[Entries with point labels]
START

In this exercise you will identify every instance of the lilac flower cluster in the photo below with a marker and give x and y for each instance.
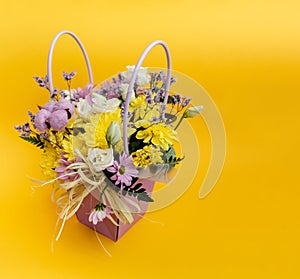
(54, 115)
(24, 129)
(69, 76)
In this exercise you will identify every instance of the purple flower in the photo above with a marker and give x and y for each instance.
(50, 106)
(124, 171)
(24, 130)
(69, 76)
(58, 120)
(99, 213)
(40, 120)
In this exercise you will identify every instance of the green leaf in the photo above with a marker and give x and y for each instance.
(35, 140)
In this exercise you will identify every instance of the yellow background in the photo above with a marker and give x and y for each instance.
(247, 56)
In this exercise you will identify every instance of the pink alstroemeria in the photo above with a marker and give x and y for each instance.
(124, 170)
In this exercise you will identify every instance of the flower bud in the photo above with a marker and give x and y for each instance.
(113, 135)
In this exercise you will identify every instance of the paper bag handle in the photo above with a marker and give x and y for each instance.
(133, 79)
(50, 54)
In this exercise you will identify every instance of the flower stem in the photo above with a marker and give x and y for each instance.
(179, 122)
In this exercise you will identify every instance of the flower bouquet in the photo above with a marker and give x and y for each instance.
(104, 146)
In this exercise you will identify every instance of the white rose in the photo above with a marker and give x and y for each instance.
(100, 158)
(142, 76)
(101, 104)
(124, 88)
(83, 108)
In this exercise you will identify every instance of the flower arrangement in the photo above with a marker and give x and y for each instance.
(79, 132)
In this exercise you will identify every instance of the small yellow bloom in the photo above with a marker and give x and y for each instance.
(141, 157)
(96, 129)
(158, 134)
(146, 156)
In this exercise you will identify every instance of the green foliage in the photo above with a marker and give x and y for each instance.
(138, 192)
(35, 140)
(170, 157)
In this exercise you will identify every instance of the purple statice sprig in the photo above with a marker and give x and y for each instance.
(44, 83)
(68, 78)
(179, 102)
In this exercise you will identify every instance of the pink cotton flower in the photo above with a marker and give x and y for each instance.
(124, 171)
(40, 120)
(99, 213)
(58, 120)
(63, 104)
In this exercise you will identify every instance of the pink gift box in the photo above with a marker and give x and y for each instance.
(106, 227)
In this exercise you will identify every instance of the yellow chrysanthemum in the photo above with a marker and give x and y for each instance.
(96, 129)
(156, 155)
(158, 134)
(141, 157)
(146, 156)
(49, 161)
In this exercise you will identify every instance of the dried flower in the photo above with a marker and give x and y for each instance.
(124, 171)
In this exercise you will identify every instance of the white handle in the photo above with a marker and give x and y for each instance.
(133, 79)
(50, 54)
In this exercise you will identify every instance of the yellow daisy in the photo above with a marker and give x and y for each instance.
(158, 134)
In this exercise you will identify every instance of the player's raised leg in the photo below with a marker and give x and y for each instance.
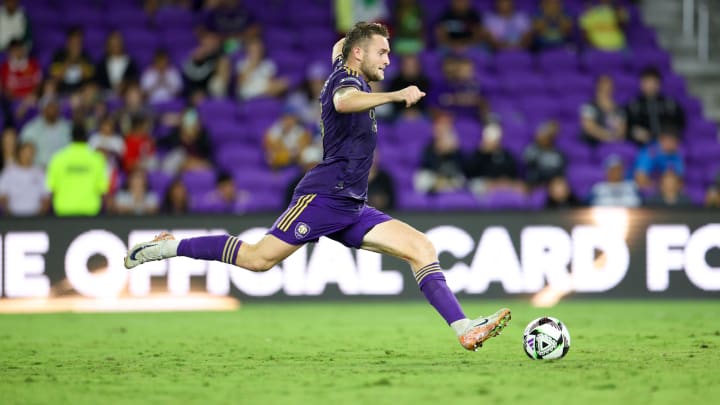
(399, 239)
(259, 256)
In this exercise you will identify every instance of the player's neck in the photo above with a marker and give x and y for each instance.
(355, 67)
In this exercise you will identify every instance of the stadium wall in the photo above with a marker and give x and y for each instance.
(594, 252)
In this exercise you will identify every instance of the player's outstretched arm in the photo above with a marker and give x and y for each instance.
(350, 100)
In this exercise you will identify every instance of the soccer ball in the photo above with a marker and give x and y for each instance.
(546, 338)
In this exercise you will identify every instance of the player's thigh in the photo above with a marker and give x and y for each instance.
(264, 254)
(396, 238)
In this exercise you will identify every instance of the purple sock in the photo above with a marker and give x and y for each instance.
(432, 283)
(223, 248)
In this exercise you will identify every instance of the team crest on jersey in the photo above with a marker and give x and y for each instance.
(301, 230)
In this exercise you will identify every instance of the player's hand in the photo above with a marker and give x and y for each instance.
(409, 95)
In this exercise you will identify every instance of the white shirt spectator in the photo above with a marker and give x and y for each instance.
(258, 79)
(615, 194)
(12, 26)
(25, 189)
(161, 86)
(47, 137)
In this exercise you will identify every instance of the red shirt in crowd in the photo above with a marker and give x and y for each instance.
(138, 146)
(20, 78)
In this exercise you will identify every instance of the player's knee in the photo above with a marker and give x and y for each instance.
(422, 250)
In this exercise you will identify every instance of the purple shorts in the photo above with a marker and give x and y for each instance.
(311, 216)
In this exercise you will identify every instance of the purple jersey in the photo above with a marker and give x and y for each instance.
(348, 142)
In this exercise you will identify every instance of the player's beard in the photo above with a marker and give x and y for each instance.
(370, 72)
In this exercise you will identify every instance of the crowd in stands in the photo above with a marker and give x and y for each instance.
(180, 106)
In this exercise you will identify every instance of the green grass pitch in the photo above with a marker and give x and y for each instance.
(643, 351)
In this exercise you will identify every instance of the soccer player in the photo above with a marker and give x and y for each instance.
(331, 199)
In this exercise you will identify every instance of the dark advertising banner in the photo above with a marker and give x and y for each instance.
(596, 252)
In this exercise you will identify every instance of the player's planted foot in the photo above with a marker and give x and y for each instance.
(156, 249)
(481, 329)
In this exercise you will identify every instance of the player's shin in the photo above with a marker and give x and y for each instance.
(432, 283)
(222, 248)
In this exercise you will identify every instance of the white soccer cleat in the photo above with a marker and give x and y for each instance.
(481, 329)
(148, 251)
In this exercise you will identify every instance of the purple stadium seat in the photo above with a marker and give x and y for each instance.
(625, 150)
(232, 157)
(520, 84)
(214, 109)
(203, 180)
(159, 182)
(513, 60)
(457, 200)
(469, 131)
(261, 108)
(410, 201)
(582, 177)
(505, 199)
(704, 151)
(576, 83)
(643, 58)
(598, 62)
(701, 129)
(556, 61)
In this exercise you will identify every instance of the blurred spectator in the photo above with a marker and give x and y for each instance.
(189, 146)
(136, 199)
(88, 105)
(508, 28)
(305, 99)
(616, 190)
(77, 177)
(219, 83)
(348, 12)
(139, 146)
(257, 74)
(441, 165)
(161, 81)
(671, 192)
(116, 68)
(49, 131)
(285, 140)
(71, 66)
(491, 165)
(8, 147)
(202, 61)
(603, 25)
(309, 158)
(177, 199)
(381, 188)
(712, 197)
(651, 109)
(542, 158)
(134, 106)
(107, 140)
(459, 91)
(22, 185)
(225, 198)
(658, 158)
(552, 25)
(14, 24)
(20, 75)
(233, 23)
(601, 119)
(560, 195)
(112, 145)
(459, 27)
(408, 29)
(410, 74)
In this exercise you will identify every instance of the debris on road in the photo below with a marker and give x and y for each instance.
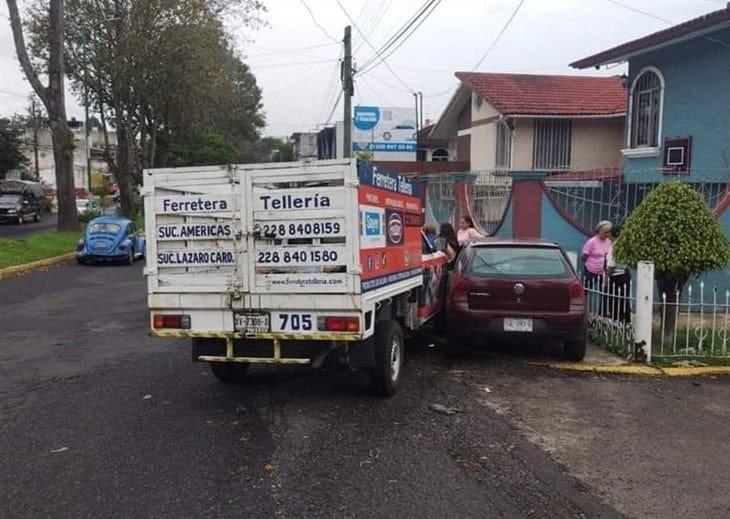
(439, 408)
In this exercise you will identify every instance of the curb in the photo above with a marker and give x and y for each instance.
(642, 370)
(19, 270)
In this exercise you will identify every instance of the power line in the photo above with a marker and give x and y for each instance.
(314, 19)
(669, 22)
(486, 53)
(362, 35)
(645, 13)
(334, 107)
(287, 51)
(400, 35)
(499, 36)
(294, 63)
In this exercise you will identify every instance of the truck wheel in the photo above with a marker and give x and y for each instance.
(229, 371)
(385, 376)
(574, 351)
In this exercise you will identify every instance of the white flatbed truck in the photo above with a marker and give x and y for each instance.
(289, 263)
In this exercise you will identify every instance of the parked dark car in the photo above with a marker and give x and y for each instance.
(517, 289)
(20, 201)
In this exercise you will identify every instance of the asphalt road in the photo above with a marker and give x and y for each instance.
(14, 230)
(98, 419)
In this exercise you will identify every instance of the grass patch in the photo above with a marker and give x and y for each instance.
(36, 247)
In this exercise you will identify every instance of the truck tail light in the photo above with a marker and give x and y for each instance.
(577, 297)
(338, 324)
(175, 321)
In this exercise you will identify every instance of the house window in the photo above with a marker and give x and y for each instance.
(552, 144)
(646, 102)
(504, 146)
(440, 155)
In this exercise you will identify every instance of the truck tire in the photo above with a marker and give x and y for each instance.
(574, 351)
(229, 371)
(385, 376)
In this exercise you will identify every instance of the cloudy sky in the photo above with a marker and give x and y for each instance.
(296, 61)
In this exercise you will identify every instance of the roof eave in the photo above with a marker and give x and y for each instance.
(609, 58)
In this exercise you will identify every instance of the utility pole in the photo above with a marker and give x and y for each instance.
(348, 89)
(34, 115)
(86, 112)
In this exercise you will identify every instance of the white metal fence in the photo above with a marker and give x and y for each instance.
(696, 327)
(626, 317)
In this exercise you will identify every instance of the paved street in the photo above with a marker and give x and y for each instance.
(96, 417)
(13, 230)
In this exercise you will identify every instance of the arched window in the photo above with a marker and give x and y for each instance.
(646, 106)
(440, 155)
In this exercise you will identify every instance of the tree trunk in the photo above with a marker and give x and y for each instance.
(53, 97)
(125, 176)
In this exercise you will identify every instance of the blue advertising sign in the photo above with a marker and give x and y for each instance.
(390, 133)
(366, 117)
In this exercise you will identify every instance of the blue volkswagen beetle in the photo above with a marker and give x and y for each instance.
(110, 238)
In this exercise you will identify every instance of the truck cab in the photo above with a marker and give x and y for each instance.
(293, 263)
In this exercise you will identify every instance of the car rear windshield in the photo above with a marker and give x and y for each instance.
(508, 261)
(104, 228)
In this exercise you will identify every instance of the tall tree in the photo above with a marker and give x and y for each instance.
(53, 98)
(11, 156)
(153, 68)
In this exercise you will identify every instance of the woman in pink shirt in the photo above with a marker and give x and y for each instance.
(467, 232)
(595, 250)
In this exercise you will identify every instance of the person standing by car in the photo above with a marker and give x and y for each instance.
(429, 231)
(467, 231)
(594, 252)
(452, 244)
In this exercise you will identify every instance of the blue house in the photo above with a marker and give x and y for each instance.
(678, 113)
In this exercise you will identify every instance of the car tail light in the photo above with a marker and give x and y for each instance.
(338, 324)
(460, 289)
(577, 296)
(176, 321)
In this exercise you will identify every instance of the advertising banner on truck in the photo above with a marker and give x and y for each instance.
(390, 227)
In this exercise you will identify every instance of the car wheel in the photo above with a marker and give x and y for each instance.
(229, 371)
(574, 351)
(385, 376)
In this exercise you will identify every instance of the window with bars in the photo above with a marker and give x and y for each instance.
(551, 149)
(646, 99)
(504, 146)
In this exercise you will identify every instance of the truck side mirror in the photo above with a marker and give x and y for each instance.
(440, 244)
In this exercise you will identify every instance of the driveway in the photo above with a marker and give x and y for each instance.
(97, 416)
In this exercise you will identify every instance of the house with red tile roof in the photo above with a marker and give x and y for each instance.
(542, 122)
(679, 100)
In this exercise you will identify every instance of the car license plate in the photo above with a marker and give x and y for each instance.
(251, 323)
(517, 325)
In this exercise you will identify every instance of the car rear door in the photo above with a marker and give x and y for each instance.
(518, 279)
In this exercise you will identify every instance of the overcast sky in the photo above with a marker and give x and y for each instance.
(300, 85)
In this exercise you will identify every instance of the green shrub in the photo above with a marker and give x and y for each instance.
(675, 229)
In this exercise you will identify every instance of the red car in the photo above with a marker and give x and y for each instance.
(517, 289)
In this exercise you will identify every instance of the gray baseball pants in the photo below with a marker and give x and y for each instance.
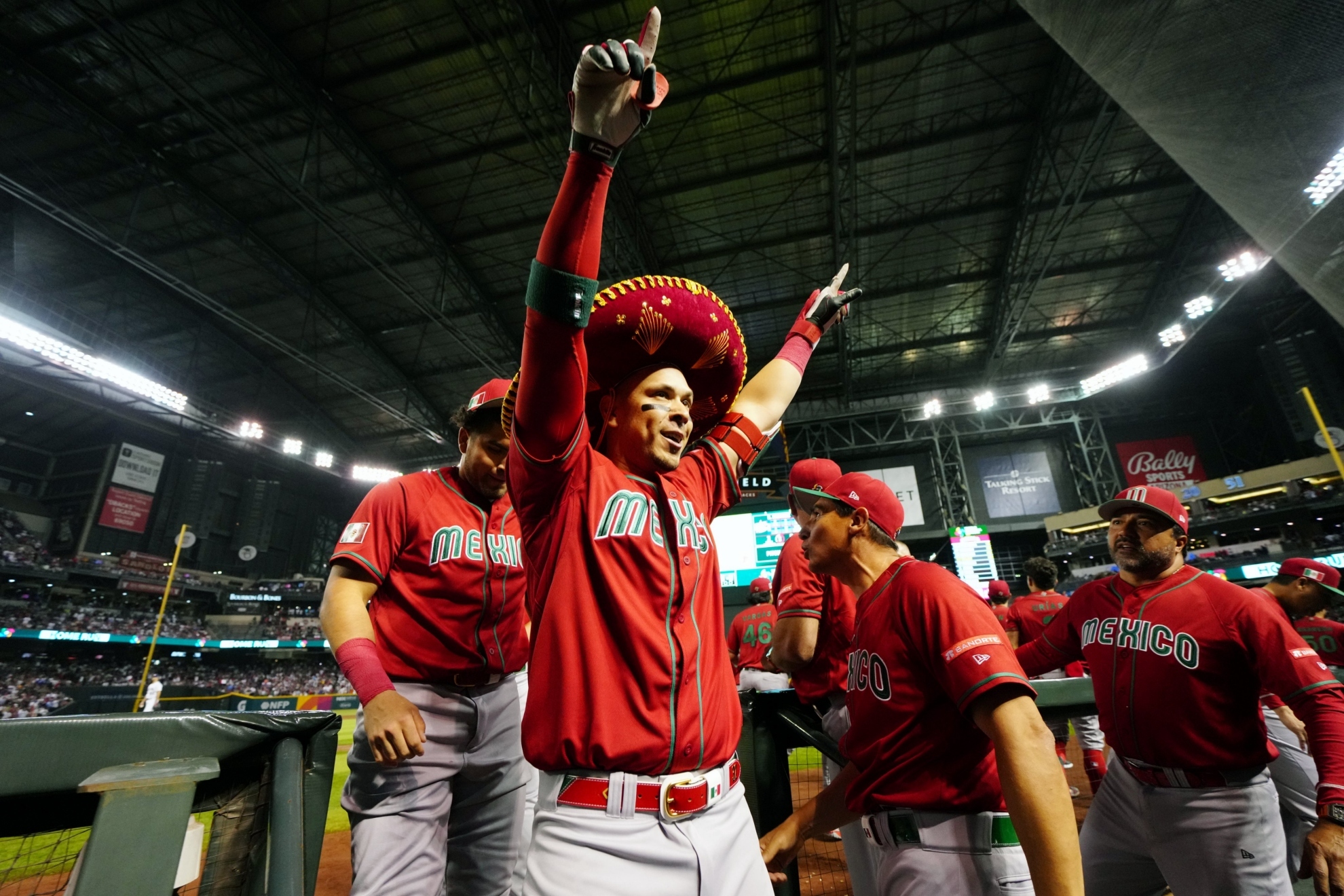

END

• [Instruction]:
Count the lines in the entries above that contain the string "road", treating uppercase and lowercase as different. Give only the number.

• [Written answer]:
2